Exercise aim: Copy the entries below word for word, starting at the line that contains "Pin the delicate" and ending at the final line of the entries.

========

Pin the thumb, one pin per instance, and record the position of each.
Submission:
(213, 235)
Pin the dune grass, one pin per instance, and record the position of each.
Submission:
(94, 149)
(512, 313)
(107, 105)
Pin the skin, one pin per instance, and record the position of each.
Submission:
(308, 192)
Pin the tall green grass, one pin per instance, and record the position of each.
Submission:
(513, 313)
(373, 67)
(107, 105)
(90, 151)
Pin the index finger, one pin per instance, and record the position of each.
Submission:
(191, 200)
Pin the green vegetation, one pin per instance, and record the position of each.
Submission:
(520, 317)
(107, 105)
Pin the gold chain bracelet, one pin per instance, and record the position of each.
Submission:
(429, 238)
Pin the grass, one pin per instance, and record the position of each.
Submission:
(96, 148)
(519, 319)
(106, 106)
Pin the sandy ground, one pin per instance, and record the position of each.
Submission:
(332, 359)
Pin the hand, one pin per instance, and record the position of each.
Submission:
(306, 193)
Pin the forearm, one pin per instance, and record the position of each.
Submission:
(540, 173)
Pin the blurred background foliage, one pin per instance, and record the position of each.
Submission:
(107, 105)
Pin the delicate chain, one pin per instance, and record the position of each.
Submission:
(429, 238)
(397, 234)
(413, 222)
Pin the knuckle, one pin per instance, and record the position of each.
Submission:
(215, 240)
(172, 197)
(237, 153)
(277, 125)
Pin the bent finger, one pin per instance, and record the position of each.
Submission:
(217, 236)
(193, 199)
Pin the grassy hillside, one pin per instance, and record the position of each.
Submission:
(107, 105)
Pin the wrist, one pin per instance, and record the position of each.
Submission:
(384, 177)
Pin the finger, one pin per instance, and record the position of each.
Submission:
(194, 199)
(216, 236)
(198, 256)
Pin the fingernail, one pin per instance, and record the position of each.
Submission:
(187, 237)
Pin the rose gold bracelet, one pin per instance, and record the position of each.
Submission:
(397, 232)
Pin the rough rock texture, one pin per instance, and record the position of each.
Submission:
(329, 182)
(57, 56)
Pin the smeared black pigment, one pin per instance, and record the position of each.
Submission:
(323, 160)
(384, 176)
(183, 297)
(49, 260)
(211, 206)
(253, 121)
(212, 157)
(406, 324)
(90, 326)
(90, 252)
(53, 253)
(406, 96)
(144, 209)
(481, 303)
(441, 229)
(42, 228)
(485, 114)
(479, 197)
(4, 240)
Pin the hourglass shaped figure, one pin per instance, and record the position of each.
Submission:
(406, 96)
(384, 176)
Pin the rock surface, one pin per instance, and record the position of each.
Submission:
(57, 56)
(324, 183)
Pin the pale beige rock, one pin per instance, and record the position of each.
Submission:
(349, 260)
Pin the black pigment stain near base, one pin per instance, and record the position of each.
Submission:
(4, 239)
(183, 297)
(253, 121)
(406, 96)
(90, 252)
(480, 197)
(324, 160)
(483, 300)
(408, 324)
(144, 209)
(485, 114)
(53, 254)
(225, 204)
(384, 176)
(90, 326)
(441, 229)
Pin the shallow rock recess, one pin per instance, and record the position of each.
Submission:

========

Reply to the task:
Pin the delicate chain, one pin per instance, and record the position of each.
Submission:
(429, 238)
(397, 234)
(413, 222)
Pin the knuckle, one pin per instance, and record the position of each.
Submission:
(215, 240)
(172, 197)
(237, 153)
(277, 125)
Pin the bent finger, one pin per instance, and record the position of each.
Submission:
(217, 236)
(193, 199)
Pin the grassy hillside, one pin per instance, and record the position of each.
Submission:
(107, 105)
Pin the wrist, one pin per instance, and record the position of each.
Submission:
(384, 177)
Pin the finger, one pin per instance, and record the position of each.
Submission:
(194, 199)
(216, 236)
(198, 256)
Pin the fingernail, one pin per instance, and record the position of each.
Submission:
(187, 237)
Pin the rose gold bracelet, one pin per instance, and record the position of each.
Submission:
(397, 232)
Pin the rough rock texture, one pin per instance, and record the position of each.
Submission:
(329, 182)
(57, 56)
Pin the smeared black pigment, one pin per instance, and record the position of each.
Submission:
(323, 160)
(384, 176)
(183, 297)
(49, 260)
(211, 206)
(253, 121)
(212, 157)
(406, 324)
(90, 326)
(90, 252)
(53, 253)
(406, 96)
(144, 209)
(481, 303)
(441, 229)
(42, 228)
(485, 114)
(479, 197)
(4, 240)
Pin the hourglass shaped figure, one pin per instance, and record the position of each.
Submission:
(406, 96)
(384, 176)
Pin the rock surface, one pin per instance, and record the position of each.
Submission:
(57, 56)
(324, 183)
Pin the pale beige rock, one pin per instance, and record the position of each.
Submission:
(349, 260)
Pin the black pigment stain near base, one pin per instance, and record the position of each.
Submission:
(4, 239)
(183, 297)
(253, 121)
(406, 96)
(90, 252)
(480, 197)
(324, 160)
(483, 300)
(408, 324)
(144, 209)
(485, 114)
(53, 254)
(225, 204)
(384, 176)
(90, 326)
(441, 229)
Pin the shallow rock recess, one pin per instance, and record the position of each.
Submission:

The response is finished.